ASSIGNMENT: Reproduce verbatim the lines below from the one containing "The prompts inside" through the one containing "box: [354, 361, 383, 376]", both included.

--- SOURCE INFORMATION Enclosed Below ---

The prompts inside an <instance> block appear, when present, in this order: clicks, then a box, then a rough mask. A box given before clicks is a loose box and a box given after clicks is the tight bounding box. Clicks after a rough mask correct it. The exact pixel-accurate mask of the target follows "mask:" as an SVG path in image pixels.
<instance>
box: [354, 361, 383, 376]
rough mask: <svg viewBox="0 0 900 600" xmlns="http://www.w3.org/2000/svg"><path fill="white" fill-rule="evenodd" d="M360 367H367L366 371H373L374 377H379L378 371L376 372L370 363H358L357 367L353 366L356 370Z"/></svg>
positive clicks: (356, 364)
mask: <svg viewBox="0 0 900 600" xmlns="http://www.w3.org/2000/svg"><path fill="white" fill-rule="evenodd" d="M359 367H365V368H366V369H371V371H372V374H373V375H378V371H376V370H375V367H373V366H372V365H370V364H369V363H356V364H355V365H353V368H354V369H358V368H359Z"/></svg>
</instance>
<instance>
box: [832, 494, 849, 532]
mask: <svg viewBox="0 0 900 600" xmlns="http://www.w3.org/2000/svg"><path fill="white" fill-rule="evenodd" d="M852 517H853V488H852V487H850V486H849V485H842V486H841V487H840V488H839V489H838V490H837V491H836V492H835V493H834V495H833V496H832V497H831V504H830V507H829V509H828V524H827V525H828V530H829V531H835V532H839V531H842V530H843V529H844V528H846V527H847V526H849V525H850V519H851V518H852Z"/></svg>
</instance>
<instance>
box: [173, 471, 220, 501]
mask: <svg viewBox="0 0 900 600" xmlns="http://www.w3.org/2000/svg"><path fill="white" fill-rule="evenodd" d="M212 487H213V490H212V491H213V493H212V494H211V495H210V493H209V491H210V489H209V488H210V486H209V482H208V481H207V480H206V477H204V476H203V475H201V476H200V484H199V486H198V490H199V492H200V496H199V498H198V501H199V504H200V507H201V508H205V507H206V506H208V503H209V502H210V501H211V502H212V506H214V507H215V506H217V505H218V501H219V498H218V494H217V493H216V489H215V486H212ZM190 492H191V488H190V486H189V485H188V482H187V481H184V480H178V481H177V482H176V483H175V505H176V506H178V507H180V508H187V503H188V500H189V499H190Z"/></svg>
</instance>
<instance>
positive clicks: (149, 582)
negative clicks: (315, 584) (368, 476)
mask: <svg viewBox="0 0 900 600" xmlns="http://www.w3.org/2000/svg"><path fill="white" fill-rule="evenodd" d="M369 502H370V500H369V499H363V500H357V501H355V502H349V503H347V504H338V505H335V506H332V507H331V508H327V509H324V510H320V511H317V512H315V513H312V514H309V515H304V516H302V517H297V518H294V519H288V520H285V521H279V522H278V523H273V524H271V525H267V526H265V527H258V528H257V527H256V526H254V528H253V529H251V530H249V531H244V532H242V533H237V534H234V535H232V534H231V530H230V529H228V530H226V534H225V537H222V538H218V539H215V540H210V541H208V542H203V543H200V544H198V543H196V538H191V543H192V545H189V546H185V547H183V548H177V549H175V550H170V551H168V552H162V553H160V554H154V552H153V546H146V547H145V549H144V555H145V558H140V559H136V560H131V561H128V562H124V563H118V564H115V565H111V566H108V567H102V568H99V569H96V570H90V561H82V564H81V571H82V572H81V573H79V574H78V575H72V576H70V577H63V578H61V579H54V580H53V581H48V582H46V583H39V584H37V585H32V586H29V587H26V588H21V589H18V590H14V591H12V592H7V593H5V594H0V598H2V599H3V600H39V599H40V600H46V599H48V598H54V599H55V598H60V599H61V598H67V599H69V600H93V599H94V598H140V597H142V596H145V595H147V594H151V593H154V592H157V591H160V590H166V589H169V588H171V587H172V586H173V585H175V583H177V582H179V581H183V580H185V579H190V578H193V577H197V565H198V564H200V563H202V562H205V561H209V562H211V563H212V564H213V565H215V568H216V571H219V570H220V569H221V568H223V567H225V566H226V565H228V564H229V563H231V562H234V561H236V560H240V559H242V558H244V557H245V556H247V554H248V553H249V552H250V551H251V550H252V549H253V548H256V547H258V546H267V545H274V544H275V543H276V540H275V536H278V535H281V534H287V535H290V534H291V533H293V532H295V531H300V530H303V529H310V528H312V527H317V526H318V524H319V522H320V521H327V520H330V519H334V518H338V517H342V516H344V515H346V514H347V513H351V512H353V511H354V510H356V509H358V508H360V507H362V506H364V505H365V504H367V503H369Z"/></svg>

--- End of Enclosed SOURCE INFORMATION ---
--- SOURCE INFORMATION Enclosed Below ---

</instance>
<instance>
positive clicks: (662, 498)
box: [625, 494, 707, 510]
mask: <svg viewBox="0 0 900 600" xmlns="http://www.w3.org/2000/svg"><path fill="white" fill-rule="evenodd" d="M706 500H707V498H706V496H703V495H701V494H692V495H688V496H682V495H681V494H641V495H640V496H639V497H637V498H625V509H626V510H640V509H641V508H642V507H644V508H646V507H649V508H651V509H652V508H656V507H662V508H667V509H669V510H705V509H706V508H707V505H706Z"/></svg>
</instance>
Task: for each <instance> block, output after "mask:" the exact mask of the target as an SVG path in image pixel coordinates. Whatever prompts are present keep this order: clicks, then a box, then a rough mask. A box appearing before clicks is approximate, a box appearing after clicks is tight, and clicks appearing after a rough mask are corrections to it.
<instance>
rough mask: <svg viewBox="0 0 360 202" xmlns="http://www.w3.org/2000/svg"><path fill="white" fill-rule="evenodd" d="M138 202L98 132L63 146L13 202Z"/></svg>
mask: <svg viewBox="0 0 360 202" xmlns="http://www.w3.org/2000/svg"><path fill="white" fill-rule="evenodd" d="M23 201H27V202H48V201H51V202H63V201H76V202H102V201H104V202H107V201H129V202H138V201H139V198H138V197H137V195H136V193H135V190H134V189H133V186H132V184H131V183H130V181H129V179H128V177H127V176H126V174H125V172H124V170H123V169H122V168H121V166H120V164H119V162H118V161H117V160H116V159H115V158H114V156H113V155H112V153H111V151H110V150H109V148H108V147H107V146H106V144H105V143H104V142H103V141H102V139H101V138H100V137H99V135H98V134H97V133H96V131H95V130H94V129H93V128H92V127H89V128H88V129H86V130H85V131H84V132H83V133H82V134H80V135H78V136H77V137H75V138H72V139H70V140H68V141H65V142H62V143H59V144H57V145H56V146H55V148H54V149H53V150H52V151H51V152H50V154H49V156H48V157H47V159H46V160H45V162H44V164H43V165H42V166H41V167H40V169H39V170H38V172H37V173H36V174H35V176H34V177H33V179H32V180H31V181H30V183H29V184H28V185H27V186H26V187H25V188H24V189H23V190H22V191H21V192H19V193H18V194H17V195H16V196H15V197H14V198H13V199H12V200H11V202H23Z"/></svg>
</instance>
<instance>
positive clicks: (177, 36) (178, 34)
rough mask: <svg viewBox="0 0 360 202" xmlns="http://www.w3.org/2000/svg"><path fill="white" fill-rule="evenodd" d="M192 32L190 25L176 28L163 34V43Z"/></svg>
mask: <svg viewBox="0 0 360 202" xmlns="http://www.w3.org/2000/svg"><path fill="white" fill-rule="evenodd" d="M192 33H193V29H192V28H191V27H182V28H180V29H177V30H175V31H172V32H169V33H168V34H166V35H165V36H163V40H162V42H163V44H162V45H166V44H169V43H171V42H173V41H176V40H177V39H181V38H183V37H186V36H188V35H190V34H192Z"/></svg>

--- End of Enclosed SOURCE INFORMATION ---

SOLUTION BELOW:
The prompts inside an <instance> block appear, when present, in this order: clicks, then a box, then a rough mask. A box given before clicks is a loose box and a box given after clicks is the tight bounding box. Clicks after a rough mask correct it. The exact pixel-accurate mask of the target follows "mask:" as an SVG path in image pixels.
<instance>
box: [354, 361, 383, 376]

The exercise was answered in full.